§ **Text to read**:
-=-=-=-=-
PLS's negatives also include issues that appear to be less widely known or appreciated outside of statistical circles, such as its reliance on bootstrap (resampling based) Standard Errors (SE's). These statistics are biased without correction. (Efron, who popularized bootstrapping, apparently spent many years trying to resolve this problem--see Efron and Tibshirani 1993, 1997. In an informal review of popular PLS software documentation I could find no indication of bootstrap estimates that were corrected for bias and inconsistency.) Finally, software implementations of Wold's proposals appear to produce inconsistent estimates (e.g., Temme, Kreis and Hildebrandt 2006).

In addition, most of PLS's strengths--nominal, formative, and collinear LV's; handling LV's with poor psychometrics, and forecasting--are all plausibly "covered" by SEM. For example, (truly) categorical (nominal) variables can be estimated in SEM (see "How does one estimate categorical variables..." on this web site).

Formative LV's and LV's with poor psychometrics also can be estimated in SEM (see "How are Formative Latent Variables estimated with LISREL...?" on this web site). While PLS may have an advantage in estimating collinear LV's--its SE's for collinear LV's may be less biased than SEM's Ridge estimates--collinear LV's are usually not discriminant valid in real-world theory tests, so they seldom appear in real world survey data tests (see "What is the "validity" of a Latent Variable Interaction (or Quadratic)?" on this web site).

PLS's forecasting capability may be neither a plus nor a minus in theory testing. Prediction-versus-explanation is a contentious area in the philosophy of science. Some authors argue that explanation is a better test of theory than prediction (e.g., Brush 1989), while others argue the reverse (e.g., Maher 1988). Nevertheless, it would be interesting to compare the consistency of a model's interpretations across multiple samples between SEM (i.e., explanation) and PLS (i.e., prediction).

That being said, SEM eventually may have no advantage over PLS in theory testing. SEM's interpretations may be no more consistent across samples than PLS's. And, PLS's unfamiliarity to reviewers, and its unadjusted SE's and inconsistent software should be remedied over time.

However, at present, a substantive paper that relies solely on PLS may be difficult to publish in the social sciences. It is likely that many reviewers will reject PLS because they are unfamiliar with it. A few reviewers may reject PLS because they disagree with its assumptions. Still fewer reviewers may reject PLS because of its software implementation's apparent "inadequacies."

While strong arguments for PLS might be provided in a paper, it may be necessary to report PLS and SEM results.[4] Specifically, if the model contains nominal LV's, the SEM results could be compared to those of PLS. If LV collinearity is a problem, Ridge and PLS estimates could be compared.[5] Finally, formative LV's and LV's with poor psychometric properties[6] could be compared between SEM and PLS on their performance versus the hypotheses.
-=-=-=-=-
Coordinate annotation records
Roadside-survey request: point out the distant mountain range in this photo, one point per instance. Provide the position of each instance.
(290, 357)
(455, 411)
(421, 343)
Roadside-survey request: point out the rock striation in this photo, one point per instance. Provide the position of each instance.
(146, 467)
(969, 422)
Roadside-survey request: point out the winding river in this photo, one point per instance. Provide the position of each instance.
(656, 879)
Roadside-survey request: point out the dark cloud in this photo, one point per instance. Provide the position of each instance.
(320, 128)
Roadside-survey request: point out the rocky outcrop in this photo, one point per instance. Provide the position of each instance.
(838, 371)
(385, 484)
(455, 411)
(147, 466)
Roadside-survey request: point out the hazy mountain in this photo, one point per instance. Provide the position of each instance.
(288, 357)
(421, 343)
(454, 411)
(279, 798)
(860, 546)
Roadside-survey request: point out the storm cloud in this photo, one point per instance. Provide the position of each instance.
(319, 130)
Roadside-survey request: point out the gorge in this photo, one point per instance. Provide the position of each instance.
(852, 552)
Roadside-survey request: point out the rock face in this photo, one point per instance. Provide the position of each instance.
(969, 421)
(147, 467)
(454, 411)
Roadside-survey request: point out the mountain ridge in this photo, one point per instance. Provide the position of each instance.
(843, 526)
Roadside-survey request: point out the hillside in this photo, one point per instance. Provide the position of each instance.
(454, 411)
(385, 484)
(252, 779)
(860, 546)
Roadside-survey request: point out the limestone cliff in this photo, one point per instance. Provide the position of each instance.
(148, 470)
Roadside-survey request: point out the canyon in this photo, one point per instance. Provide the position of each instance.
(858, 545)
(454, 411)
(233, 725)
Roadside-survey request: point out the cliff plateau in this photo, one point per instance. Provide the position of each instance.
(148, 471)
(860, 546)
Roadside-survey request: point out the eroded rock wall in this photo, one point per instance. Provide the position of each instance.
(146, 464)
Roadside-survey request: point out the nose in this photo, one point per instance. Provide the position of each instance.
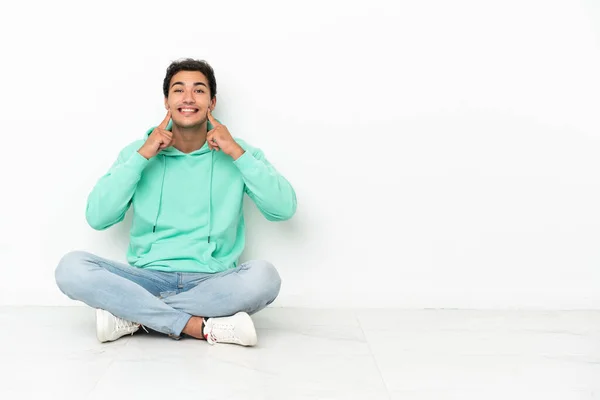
(187, 97)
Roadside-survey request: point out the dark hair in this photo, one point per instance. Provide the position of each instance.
(189, 64)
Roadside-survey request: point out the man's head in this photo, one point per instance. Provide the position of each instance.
(190, 90)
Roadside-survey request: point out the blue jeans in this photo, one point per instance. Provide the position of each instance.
(165, 301)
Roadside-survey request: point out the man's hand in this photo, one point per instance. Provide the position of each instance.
(159, 139)
(219, 138)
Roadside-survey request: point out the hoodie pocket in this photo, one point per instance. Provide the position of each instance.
(169, 252)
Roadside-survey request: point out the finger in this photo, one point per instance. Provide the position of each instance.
(163, 125)
(212, 119)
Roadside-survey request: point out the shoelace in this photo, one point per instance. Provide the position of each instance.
(222, 331)
(122, 324)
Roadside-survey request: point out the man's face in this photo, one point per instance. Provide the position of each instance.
(189, 99)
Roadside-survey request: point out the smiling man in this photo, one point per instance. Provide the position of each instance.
(186, 182)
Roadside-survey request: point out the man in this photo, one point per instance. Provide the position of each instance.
(185, 181)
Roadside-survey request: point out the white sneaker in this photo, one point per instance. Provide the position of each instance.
(109, 327)
(237, 329)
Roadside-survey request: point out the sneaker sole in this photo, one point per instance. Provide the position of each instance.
(100, 321)
(244, 321)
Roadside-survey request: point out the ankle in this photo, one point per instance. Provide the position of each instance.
(194, 327)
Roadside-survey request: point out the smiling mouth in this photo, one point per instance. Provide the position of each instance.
(184, 110)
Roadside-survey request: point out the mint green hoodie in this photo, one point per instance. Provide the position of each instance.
(187, 208)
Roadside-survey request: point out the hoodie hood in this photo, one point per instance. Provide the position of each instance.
(171, 151)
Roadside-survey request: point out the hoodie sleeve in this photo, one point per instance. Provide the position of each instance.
(271, 192)
(111, 197)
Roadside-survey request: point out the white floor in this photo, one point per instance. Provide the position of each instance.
(52, 353)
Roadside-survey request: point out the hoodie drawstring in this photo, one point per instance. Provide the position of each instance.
(162, 184)
(212, 161)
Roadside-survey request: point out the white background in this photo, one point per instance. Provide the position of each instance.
(444, 154)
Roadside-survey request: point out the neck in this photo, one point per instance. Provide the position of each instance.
(189, 139)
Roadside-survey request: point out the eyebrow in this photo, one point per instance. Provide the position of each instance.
(195, 84)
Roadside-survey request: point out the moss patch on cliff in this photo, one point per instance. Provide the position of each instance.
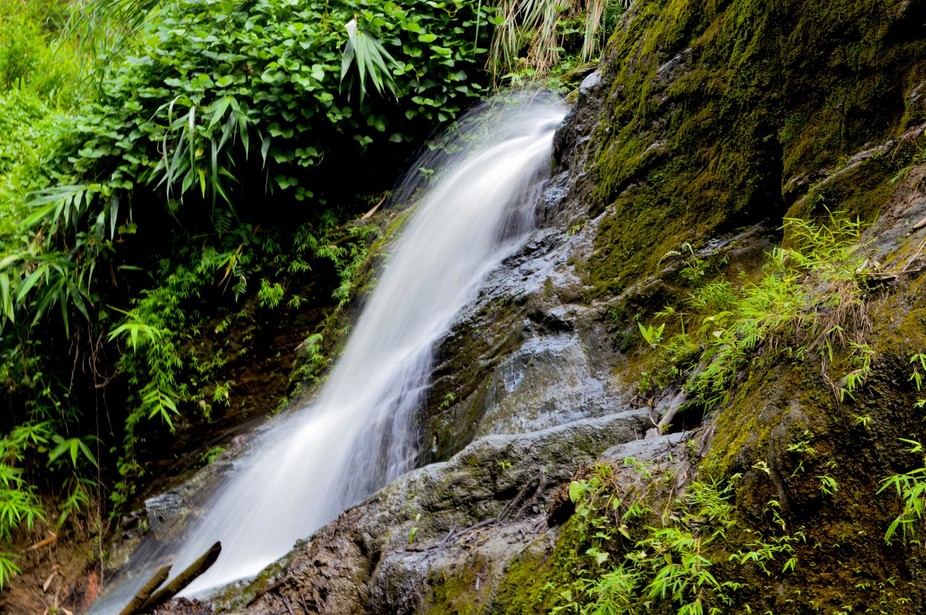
(724, 112)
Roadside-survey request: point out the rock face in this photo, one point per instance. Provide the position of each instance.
(706, 125)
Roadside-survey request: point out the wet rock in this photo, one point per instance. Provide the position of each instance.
(164, 510)
(475, 511)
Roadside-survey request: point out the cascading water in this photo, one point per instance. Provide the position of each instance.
(359, 432)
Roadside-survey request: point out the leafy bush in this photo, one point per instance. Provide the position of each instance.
(810, 298)
(636, 553)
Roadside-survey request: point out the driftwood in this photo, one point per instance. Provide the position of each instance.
(183, 579)
(134, 605)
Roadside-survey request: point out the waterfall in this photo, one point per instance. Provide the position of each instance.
(359, 432)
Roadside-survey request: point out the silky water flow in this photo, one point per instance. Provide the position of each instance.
(358, 433)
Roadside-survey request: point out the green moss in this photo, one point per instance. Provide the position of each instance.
(718, 107)
(533, 581)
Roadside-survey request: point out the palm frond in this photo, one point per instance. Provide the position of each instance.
(371, 58)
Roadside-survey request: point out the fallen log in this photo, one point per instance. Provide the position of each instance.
(183, 579)
(144, 593)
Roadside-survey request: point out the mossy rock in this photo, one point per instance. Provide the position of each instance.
(722, 113)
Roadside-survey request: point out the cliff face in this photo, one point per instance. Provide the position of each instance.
(707, 125)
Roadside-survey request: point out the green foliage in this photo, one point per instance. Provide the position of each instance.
(910, 487)
(651, 333)
(639, 554)
(809, 299)
(531, 37)
(370, 57)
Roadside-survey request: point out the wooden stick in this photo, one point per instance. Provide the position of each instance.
(142, 596)
(184, 578)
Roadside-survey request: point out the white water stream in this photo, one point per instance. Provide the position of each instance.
(359, 433)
-=-=-=-=-
§ **Set tasks**:
#1 Translate this sentence from the text on PLS and SEM into Spanish: "Prediction-versus-explanation is a contentious area in the philosophy of science."
#2 Condense the text on PLS and SEM into two sentences.
#3 In the text on PLS and SEM, the sentence beginning "In addition, most of PLS's strengths" names those strengths. List each one.

§ **Worked solutions**:
#1 La predicción frente a la explicación es un área polémica en la filosofía de la ciencia.

#2 PLS has drawbacks such as bootstrap standard errors that are biased without correction and software that appears to produce inconsistent estimates, and most of its strengths are plausibly covered by SEM. Because many reviewers are unfamiliar with PLS, a paper relying solely on it may currently be difficult to publish in the social sciences, so it may be necessary to report both PLS and SEM results.

#3
- Nominal LV's
- Formative LV's
- Collinear LV's
- Handling LV's with poor psychometrics
- Forecasting